------ RECORDS FOR THE TASK

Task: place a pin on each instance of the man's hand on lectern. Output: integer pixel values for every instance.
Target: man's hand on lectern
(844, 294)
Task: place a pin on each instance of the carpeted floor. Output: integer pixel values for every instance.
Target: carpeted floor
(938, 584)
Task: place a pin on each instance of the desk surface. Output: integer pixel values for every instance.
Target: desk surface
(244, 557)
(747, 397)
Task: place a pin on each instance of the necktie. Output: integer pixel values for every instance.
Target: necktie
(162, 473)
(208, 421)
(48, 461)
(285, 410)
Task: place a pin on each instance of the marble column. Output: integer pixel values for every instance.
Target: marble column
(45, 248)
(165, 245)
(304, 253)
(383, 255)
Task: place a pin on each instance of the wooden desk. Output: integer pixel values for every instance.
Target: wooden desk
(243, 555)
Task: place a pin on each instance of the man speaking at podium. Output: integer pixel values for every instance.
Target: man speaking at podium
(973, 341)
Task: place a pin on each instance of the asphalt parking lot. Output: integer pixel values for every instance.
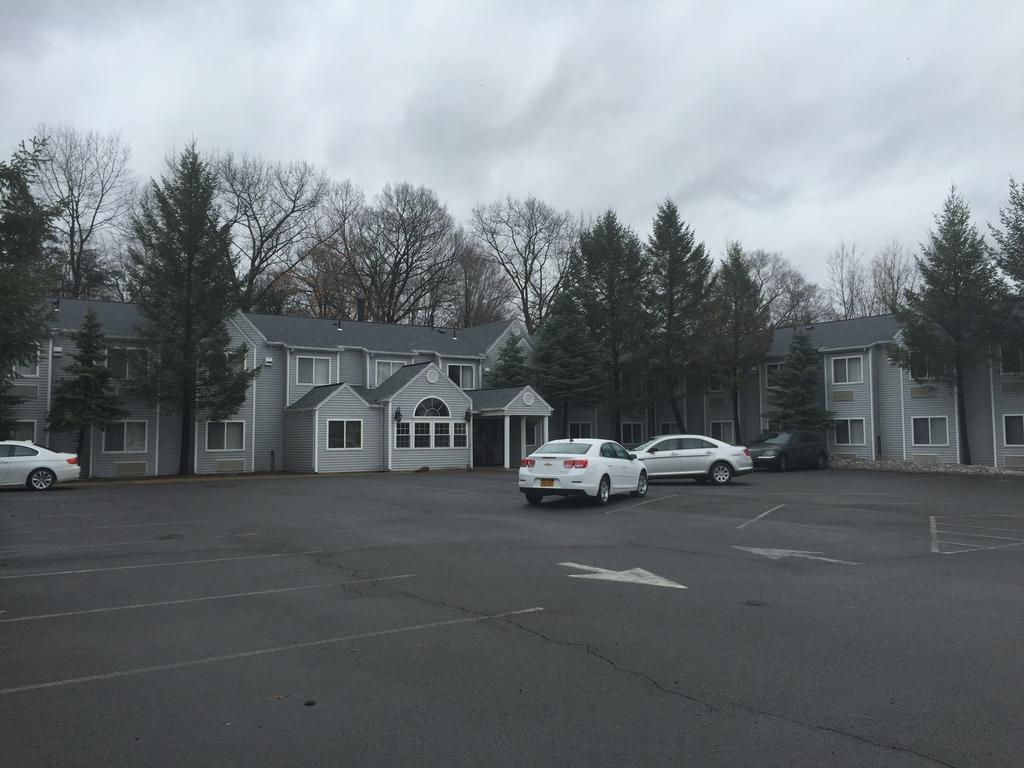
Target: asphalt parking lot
(828, 619)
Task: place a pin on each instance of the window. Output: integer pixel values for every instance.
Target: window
(631, 432)
(387, 369)
(401, 435)
(431, 407)
(722, 430)
(344, 435)
(24, 430)
(225, 435)
(530, 432)
(580, 429)
(127, 363)
(462, 375)
(421, 434)
(312, 371)
(1012, 358)
(847, 370)
(930, 430)
(27, 370)
(125, 437)
(1013, 430)
(849, 431)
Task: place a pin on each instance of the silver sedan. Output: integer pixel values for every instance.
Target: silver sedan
(693, 456)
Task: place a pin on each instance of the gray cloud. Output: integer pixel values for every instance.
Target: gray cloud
(788, 126)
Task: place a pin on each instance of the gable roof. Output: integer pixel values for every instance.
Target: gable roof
(314, 332)
(848, 334)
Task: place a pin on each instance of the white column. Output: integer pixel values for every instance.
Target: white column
(508, 428)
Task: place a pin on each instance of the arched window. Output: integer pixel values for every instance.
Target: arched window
(431, 407)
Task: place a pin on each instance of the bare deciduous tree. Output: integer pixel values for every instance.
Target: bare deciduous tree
(530, 242)
(848, 289)
(894, 270)
(275, 210)
(400, 254)
(87, 178)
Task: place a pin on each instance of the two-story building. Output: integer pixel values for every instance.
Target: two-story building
(329, 396)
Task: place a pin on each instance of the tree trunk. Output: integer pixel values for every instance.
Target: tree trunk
(962, 419)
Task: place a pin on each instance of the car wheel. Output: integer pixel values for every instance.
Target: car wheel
(641, 485)
(720, 473)
(41, 479)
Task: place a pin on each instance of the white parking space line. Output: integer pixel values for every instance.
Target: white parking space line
(43, 549)
(207, 598)
(101, 527)
(763, 514)
(264, 651)
(157, 564)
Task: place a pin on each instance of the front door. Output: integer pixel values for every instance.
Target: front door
(488, 445)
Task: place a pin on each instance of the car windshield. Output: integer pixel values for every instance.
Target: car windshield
(576, 449)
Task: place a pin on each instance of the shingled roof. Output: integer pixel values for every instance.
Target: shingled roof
(313, 332)
(848, 334)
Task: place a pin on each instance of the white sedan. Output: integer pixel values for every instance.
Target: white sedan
(693, 456)
(38, 468)
(582, 467)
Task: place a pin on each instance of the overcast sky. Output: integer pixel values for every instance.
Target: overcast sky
(787, 126)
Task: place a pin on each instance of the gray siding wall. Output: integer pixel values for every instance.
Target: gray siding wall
(298, 440)
(347, 406)
(408, 399)
(857, 408)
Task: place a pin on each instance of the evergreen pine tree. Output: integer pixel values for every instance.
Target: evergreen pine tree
(681, 279)
(609, 286)
(795, 400)
(86, 399)
(511, 370)
(25, 272)
(960, 308)
(182, 279)
(737, 334)
(569, 370)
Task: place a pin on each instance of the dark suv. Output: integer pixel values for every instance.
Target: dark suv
(793, 449)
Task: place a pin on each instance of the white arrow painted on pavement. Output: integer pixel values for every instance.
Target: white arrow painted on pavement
(778, 554)
(633, 576)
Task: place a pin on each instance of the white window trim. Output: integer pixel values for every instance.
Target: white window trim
(346, 422)
(472, 374)
(732, 429)
(639, 425)
(225, 450)
(588, 423)
(299, 357)
(145, 442)
(849, 357)
(1011, 373)
(863, 430)
(1011, 444)
(930, 444)
(377, 379)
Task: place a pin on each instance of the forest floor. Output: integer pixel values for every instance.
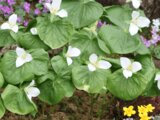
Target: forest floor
(82, 106)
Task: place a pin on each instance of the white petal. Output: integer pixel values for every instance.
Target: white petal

------------

WHAT IS BEING ASKED
Tally the lines above that include "petal"; give only the tally.

ANSWER TO THIS EXERCISE
2